Tu objetivo
Continúa el texto sobre el enfrentamiento entre Basilio y el prefecto Modesto a partir de su última oración.

Texto fuente
+===+

El prefecto se excitó y se levantó de su asiento, furioso, usando un lenguaje más duro y preguntando: "¿Qué? ¿No temes mi autoridad?". Basilio respondió: "Miedo ¿a qué? ¿Cómo podría afectarme?". El prefecto le dijo: "¿A qué? A cualquiera de los recursos de mi poder". Basilio le dijo: "¿Cuáles son? Por favor, infórmeme. Confiscación, destierro, tortura, muerte. ¿No tienen otra amenaza?, pues ninguna de estas puede alcanzarme". El prefecto contestó: "¿Cómo es eso? Porque un hombre que no tiene nada está fuera del alcance de la confiscación, a menos que exija mis andrajos y los pocos libros, que son mis únicas posesiones". Basilio le dijo: "El destierro es imposible para mí, porque no estoy confinado a ningún límite de lugar (considerando mía ni la tierra donde ahora habito), ni todo aquello a lo que pueda ser arrojado (o mejor dicho, considerándolo todo de Dios, de quien soy y dependiente). En cuanto a las torturas, ¿qué poder pueden tener sobre alguien cuyo cuerpo ha dejado de existir? A menos que te refieras al primer golpe, pues sólo esto está en tu poder. La muerte es mi benefactora, y la que me enviará más pronto a Dios, por quien vivo y existo, y casi he muerto, y hacia quien llevo tanto tiempo apresurándome".

L

Asombrado por este lenguaje, el prefecto dijo: "Nadie le ha hablado jamás así, ni con tanta audacia, a Modesto". Basilio le dijo: "Quizás no te has encontrado con un obispo, o en su defensa de tales intereses habría usado precisamente el mismo lenguaje", tras lo cual continuó diciendo: "Somos modestos en general y sumisos a todos, según el precepto de nuestra ley. No podemos tratar con altivez ni siquiera a una persona común, y mucho menos a un potentado tan grande. Cuando están en juego los intereses de Dios, no nos importa nada más, y los hacemos nuestro único objetivo. Fuego, espada, fieras y rastrillos que desgarran la carne, nos deleitamos en ellos, y no los tememos. Puedes insultarnos y amenazarnos aún más, y hacer lo que quieras, con todo tu poder. El mismísimo emperador puede oír esto: que ni por la violencia ni por la persuasión nos harás causa común con la impiedad, ni siquiera aunque tus amenazas se vuelvan aún más terribles".

+===+

Extracto de datos
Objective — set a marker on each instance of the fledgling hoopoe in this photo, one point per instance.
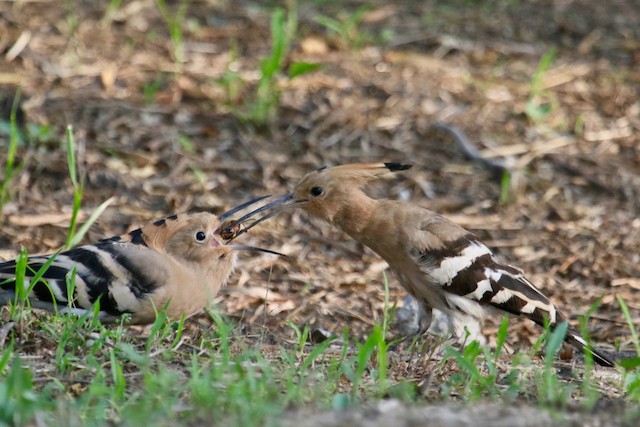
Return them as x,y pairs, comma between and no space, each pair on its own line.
175,262
440,263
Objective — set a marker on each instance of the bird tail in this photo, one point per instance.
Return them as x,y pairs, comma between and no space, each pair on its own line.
574,338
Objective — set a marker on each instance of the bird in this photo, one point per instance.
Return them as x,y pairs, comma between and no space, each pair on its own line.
176,263
441,264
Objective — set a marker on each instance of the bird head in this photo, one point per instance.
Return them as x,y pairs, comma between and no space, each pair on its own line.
325,191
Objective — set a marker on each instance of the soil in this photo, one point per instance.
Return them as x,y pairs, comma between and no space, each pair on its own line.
164,135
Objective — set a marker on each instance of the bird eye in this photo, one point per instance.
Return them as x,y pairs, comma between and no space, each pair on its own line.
316,191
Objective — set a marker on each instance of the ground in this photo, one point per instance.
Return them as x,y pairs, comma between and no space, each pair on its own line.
549,89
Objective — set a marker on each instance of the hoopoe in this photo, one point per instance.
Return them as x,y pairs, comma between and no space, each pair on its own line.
441,264
176,262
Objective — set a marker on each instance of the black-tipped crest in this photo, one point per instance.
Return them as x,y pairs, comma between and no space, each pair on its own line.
393,167
256,249
238,208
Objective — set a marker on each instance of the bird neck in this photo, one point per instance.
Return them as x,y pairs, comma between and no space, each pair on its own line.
355,214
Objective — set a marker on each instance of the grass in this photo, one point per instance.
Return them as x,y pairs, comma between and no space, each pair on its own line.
11,167
176,371
82,372
261,107
175,21
539,106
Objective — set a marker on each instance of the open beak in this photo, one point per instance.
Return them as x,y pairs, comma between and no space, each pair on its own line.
280,204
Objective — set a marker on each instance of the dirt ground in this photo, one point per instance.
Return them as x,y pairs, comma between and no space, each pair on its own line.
162,137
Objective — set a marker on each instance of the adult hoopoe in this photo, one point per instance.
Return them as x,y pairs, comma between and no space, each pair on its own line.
175,262
440,263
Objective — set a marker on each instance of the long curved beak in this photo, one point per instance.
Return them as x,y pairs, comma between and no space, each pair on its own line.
238,208
280,204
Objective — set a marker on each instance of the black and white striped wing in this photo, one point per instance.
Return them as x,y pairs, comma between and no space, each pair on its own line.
469,269
112,271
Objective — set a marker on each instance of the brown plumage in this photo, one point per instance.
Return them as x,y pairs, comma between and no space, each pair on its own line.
441,264
176,262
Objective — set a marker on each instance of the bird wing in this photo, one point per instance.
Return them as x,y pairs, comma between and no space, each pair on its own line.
461,265
119,271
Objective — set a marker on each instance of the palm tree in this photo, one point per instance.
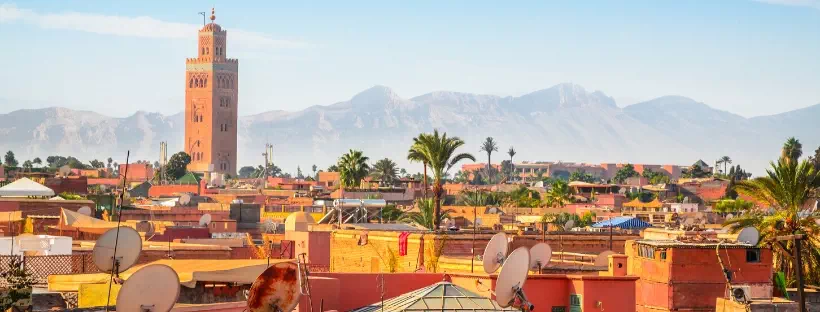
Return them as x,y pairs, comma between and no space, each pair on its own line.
386,171
786,187
792,149
416,156
725,160
439,152
353,168
489,146
426,216
512,153
558,195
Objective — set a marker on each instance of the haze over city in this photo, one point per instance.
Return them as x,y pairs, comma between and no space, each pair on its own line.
648,156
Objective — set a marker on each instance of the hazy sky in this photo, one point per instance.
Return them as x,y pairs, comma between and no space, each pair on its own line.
748,57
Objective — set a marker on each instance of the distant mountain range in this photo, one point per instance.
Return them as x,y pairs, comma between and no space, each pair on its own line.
564,122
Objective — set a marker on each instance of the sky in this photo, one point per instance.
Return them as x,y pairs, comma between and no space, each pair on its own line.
748,57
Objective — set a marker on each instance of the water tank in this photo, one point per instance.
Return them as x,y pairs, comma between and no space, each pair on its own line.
298,221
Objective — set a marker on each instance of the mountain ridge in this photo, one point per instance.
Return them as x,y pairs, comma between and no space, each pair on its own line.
564,122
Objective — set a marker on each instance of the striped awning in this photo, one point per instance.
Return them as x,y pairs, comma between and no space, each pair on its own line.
623,222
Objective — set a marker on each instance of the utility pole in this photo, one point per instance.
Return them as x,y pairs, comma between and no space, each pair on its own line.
798,262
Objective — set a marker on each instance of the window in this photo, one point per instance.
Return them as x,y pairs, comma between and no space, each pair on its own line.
752,255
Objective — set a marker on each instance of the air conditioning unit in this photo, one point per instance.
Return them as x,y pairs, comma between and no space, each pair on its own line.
741,293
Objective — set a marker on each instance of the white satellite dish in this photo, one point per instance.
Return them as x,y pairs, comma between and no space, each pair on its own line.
128,244
153,288
495,253
184,199
205,220
85,210
603,258
510,283
748,235
540,255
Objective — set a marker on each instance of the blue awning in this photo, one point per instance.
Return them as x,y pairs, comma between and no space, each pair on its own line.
623,222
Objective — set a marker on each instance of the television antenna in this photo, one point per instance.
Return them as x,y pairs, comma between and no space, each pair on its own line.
184,199
749,235
603,258
205,220
540,255
152,288
117,250
495,253
276,289
85,210
569,225
509,288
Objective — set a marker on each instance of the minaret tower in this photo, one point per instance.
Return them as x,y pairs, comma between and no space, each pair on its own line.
211,102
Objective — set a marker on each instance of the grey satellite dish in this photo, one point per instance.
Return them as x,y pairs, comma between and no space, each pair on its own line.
603,258
205,220
510,283
495,253
85,210
184,199
128,245
540,255
152,288
748,235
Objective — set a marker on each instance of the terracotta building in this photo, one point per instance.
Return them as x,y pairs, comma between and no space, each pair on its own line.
211,101
676,275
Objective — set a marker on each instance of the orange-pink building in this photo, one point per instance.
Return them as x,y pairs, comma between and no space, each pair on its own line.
211,103
680,276
137,172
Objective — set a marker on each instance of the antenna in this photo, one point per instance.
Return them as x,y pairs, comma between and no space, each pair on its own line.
205,220
510,283
276,289
749,235
569,225
111,260
540,255
603,258
152,288
495,253
184,199
85,210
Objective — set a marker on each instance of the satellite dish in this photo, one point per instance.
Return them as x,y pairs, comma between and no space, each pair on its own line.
276,289
85,210
153,288
128,243
748,235
540,255
184,199
495,252
510,283
205,220
603,258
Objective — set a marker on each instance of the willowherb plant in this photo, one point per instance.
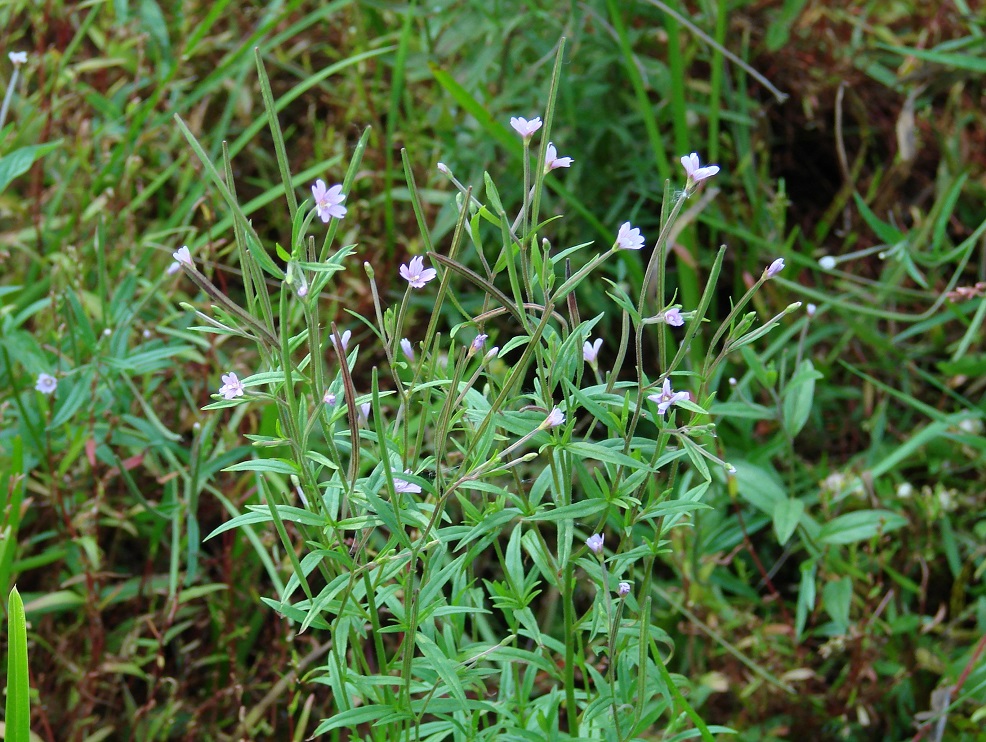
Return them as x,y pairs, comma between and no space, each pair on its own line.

+===+

Respuesta
LI

Al término de este coloquio, el prefecto, convencido por la actitud de Basilio que era absolutamente inmune a las amenazas y la influencia, lo despidió de la Corte, reemplazando su anterior actitud amenazante por una de respeto y deferencia. Él mismo obtuvo rápidamente una audiencia del emperador, y a éste le dijo: "Señor, hemos sido vencidos por el prelado de esta iglesia. Él es superior a las amenazas, invencible en sus argumentos, impasible ante la persuasión. Debemos probar con alguien más débil; y en ese caso, recurrir a la violencia abierta o aceptar que nuestras amenazas sean ignoradas". Entonces el emperador, obligado por las alabanzas de Basilio a condenar su propia conducta (pues incluso un enemigo puede admirar la excelencia de un hombre), no permitió que se usara la violencia contra él, prefiriendo que, como el hierro, se ablandara con el fuego (aunque siguiese siendo hierro), y con él se pasase de amenazante a admirable. No obstante, no quiso entrar en comunión con él, pues la vergüenza le impedía cambiar su rumbo, sino que trató de justificar su conducta con la excusa más plausible que pudo, como lo mostrará lo que sigue.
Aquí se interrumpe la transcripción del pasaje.